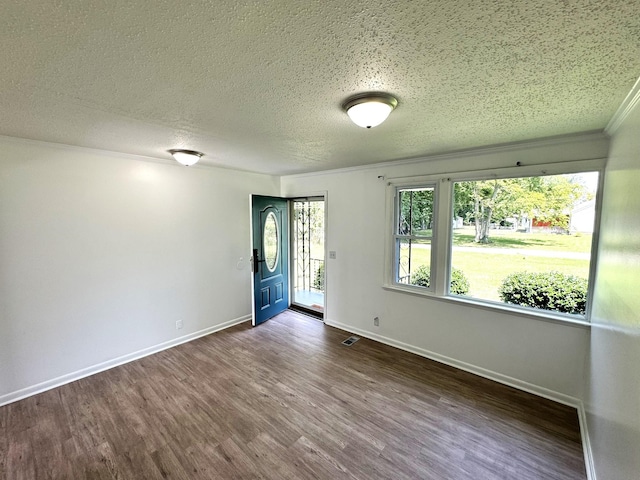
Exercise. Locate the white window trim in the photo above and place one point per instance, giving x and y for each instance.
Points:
(441, 244)
(434, 232)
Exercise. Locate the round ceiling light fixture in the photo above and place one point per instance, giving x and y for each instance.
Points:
(186, 157)
(369, 109)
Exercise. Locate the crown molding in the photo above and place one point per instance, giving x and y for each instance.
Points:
(627, 106)
(471, 152)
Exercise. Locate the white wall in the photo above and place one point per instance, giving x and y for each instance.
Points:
(101, 253)
(538, 355)
(613, 400)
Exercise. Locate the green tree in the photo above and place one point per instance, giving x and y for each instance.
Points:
(416, 210)
(547, 198)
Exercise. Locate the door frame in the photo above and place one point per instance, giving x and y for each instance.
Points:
(285, 227)
(289, 198)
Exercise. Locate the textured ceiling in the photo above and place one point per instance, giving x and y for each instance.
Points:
(258, 85)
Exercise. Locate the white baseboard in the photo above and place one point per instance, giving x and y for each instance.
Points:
(467, 367)
(586, 443)
(101, 367)
(491, 375)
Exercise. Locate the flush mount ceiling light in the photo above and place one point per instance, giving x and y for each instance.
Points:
(186, 157)
(369, 109)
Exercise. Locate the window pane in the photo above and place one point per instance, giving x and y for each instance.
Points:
(415, 212)
(414, 259)
(525, 241)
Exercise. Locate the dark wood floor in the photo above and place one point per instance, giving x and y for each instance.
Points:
(287, 401)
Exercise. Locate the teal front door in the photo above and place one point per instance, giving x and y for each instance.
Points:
(270, 259)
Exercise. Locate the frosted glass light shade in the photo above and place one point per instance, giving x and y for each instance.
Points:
(186, 157)
(369, 111)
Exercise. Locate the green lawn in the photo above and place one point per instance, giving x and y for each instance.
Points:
(537, 241)
(486, 270)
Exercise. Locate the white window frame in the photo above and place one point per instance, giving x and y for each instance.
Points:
(441, 244)
(397, 237)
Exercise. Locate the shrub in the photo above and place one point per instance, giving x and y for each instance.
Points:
(553, 291)
(318, 280)
(459, 283)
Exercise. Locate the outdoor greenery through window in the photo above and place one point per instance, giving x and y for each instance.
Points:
(521, 241)
(414, 231)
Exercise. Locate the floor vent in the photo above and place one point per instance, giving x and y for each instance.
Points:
(350, 341)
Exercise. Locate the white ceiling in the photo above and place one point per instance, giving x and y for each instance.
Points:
(258, 85)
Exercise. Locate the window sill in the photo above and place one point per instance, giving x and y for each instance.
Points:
(560, 318)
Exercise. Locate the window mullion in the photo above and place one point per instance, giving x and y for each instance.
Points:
(441, 244)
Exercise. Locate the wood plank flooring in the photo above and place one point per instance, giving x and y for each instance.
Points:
(286, 400)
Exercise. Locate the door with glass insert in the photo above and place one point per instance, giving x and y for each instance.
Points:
(269, 224)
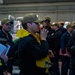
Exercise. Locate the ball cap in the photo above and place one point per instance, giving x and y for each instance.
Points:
(5, 20)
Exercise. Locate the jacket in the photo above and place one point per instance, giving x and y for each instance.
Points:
(30, 51)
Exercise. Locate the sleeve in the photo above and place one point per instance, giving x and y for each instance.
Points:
(63, 47)
(38, 51)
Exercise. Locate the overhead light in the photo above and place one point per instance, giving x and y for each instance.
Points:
(1, 1)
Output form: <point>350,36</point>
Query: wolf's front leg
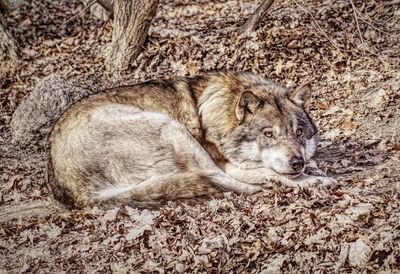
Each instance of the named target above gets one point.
<point>262,176</point>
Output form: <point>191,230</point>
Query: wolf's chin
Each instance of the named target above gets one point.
<point>292,175</point>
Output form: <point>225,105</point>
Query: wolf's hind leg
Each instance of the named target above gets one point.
<point>159,189</point>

───

* **WHAT TO DO**
All lines from the listing above that include "frame" should be shown.

* **SOLUTION FOR THIS EXERCISE**
Exercise. Locate the door frame in the photo above and place one point per instance, giving x and y for each instance.
Exercise. Locate the white window frame in the photo above and place one point per instance, giving x and y for each instance.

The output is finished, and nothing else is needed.